**** Extracted data ****

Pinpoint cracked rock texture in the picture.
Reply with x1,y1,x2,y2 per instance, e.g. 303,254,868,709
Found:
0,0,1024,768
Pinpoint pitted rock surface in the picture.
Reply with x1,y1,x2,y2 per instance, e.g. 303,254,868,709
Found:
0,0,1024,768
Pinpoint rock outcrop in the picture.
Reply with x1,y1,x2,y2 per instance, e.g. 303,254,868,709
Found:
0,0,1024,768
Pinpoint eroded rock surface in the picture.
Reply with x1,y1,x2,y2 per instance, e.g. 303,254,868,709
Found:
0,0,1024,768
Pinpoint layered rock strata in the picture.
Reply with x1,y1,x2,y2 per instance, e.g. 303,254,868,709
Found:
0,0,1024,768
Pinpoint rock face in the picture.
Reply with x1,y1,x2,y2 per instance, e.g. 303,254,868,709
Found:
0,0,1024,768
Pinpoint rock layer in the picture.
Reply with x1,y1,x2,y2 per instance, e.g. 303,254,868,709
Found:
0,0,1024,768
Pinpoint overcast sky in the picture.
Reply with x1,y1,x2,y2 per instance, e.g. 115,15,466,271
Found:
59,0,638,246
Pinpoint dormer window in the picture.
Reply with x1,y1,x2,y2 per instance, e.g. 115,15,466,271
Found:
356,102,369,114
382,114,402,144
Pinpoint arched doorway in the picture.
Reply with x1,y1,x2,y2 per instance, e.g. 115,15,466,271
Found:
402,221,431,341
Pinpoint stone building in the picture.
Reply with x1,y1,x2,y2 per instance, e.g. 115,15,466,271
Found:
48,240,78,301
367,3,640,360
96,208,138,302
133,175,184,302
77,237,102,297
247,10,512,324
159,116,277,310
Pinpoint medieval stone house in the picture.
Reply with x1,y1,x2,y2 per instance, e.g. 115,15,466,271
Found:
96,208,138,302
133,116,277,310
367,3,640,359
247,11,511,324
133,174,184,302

****

Instruction:
Retype all of the lines above without changing anything.

Correct response:
Pinpoint cracked rock texture in the picture.
Reply with x1,y1,x2,y2 per instance, e.g. 303,254,868,709
Found:
0,0,1024,768
Pinpoint pitted rock surface in the picture.
Reply with x1,y1,x2,y2 per instance, e.g. 303,254,868,709
Found:
0,0,1024,768
Pinpoint rock outcrop in the picture.
Reply with x1,y1,x2,y2 per instance, e.g. 303,254,868,709
Found:
0,0,1024,768
Pinpoint eroded rock surface in the picture.
Reply with x1,y1,x2,y2 per instance, e.g. 303,254,868,709
Found:
0,0,1024,768
Pinpoint layered rock strata in the picture.
Reply with x1,y1,x2,y2 per instance, e.g. 303,254,868,709
Found:
0,0,1024,768
Pinpoint rock face in the picture.
Reply with x1,y1,x2,y2 per instance, e.g. 303,254,868,709
Found:
0,0,1024,768
Pinpoint rock layer in the picture.
Reply with x1,y1,x2,y2 per instance, e.g. 303,254,868,709
Found:
0,0,1024,768
Pinpoint overcast sky in the picture.
Reply with x1,y1,x2,y2 per instance, e.g. 115,15,466,271
Found:
59,0,638,246
Pinpoint dormer window in the picture.
Reply with x1,y1,x2,y2 per instance, e.g. 115,15,466,271
Found:
356,102,369,114
382,114,402,144
Pinpoint arched doorway in the picture.
Reply with x1,y1,x2,y2 per instance, e.g. 115,15,466,271
Found:
402,221,431,341
Pinpoint stone building in the picture.
Reply with x1,y1,x2,y2 per instance, e.g. 115,15,466,271
Found:
48,240,78,301
367,3,640,360
96,208,138,302
133,175,184,302
77,237,102,297
247,10,512,324
159,116,277,310
Pinpoint medieval stone house in the picture.
Reply with x1,y1,x2,y2 per instance, e.g. 115,15,466,271
Found:
96,208,138,302
133,116,277,310
367,3,640,359
247,11,511,324
133,174,184,302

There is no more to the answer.